> **EXERCISE AIM**: Every record below is to be restated word for word.

> **ENTRIES PROVIDED**:
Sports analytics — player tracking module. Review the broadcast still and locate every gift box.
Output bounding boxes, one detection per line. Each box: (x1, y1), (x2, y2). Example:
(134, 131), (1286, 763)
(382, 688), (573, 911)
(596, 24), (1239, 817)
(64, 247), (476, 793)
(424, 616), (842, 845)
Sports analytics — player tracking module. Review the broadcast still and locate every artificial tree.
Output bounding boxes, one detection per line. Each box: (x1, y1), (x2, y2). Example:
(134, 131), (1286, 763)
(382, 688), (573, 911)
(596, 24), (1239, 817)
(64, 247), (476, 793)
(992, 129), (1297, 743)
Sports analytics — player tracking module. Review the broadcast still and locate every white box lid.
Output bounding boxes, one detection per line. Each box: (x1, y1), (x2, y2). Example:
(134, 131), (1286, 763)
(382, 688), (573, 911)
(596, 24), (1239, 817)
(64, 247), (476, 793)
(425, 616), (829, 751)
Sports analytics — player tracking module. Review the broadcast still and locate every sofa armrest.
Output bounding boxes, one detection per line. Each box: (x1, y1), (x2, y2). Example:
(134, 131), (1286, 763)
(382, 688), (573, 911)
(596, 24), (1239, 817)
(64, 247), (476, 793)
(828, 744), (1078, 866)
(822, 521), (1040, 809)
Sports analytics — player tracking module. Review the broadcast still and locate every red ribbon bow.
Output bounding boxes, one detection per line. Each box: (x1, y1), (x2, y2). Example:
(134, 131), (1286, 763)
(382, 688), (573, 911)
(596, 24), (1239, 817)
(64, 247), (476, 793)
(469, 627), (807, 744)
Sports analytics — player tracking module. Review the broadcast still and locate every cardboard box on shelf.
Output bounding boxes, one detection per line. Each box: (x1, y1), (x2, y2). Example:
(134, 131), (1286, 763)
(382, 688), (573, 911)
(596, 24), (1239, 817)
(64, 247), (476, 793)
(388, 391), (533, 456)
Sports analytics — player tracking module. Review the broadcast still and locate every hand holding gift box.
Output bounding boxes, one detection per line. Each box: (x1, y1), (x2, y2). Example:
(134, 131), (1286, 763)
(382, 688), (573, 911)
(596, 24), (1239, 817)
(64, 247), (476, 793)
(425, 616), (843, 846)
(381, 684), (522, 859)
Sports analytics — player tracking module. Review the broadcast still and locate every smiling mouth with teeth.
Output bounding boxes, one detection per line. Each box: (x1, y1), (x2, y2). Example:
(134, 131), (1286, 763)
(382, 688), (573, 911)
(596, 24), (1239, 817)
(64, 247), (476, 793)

> **RESPONSE TO THE TASK**:
Sports analytics — player tracking module. Review the broadcast still and locate every gift box.
Output bounding boxes, one detection per line. Each box: (x1, y1), (x2, y2). Example:
(134, 131), (1286, 763)
(382, 688), (573, 911)
(596, 24), (1239, 817)
(64, 247), (476, 793)
(424, 616), (842, 845)
Sports analytics — player tracking module. Review the broadcast still and locate every artificial tree.
Output bounding boxes, one detection per line. Each box: (x1, y1), (x2, y2). Example:
(134, 131), (1286, 763)
(382, 688), (573, 911)
(596, 24), (1239, 817)
(64, 247), (476, 793)
(992, 129), (1297, 743)
Sports analytics — player tracking module. Review the broadcast still and locate every white box lid.
Output bounding boxes, one detection per line. Each box: (x1, y1), (x2, y2). Example:
(134, 131), (1286, 763)
(382, 688), (573, 911)
(596, 24), (1239, 817)
(64, 247), (476, 793)
(425, 616), (829, 751)
Sports analytics — player tracking module. Review the broadcast still and locate every sofa armrest.
Output bounding boxes, one detection per line. Each box: (x1, y1), (x2, y2). Example:
(134, 131), (1286, 763)
(382, 688), (573, 911)
(596, 24), (1239, 817)
(64, 247), (476, 793)
(828, 744), (1078, 866)
(822, 521), (1040, 809)
Sports analytics — player tracking module. Review the broadcast still and locate every red ribbon bow.
Output bounding boxes, one detection per line. Each box: (x1, y1), (x2, y2). Example:
(134, 131), (1286, 763)
(382, 688), (573, 911)
(596, 24), (1239, 817)
(64, 247), (476, 793)
(469, 627), (807, 744)
Sports analytics — player tracking module. Review the broadcast still and locate every cardboard box on shelf.
Output bounding boxes, one detection per line. Each box: (x1, y1), (x2, y2). Example:
(134, 131), (1286, 763)
(382, 688), (573, 911)
(596, 24), (1239, 817)
(64, 247), (476, 793)
(388, 391), (533, 456)
Sports analytics — player tracking module. Review the broadcast still and locate every hand holding gift box.
Output bounding boxes, one detection per line. Each box: (x1, y1), (x2, y2). Example:
(134, 131), (1286, 763)
(382, 688), (573, 911)
(596, 24), (1239, 817)
(64, 247), (476, 793)
(425, 616), (843, 846)
(381, 684), (522, 859)
Sports analytics — player tracking module. Review the broadcast still and locate every smiling mouth with teeth.
Output bounding boxes, one detection per line. Each box: (x1, y1), (x2, y2). Example:
(134, 131), (1286, 763)
(382, 688), (573, 911)
(596, 24), (1239, 817)
(64, 247), (476, 793)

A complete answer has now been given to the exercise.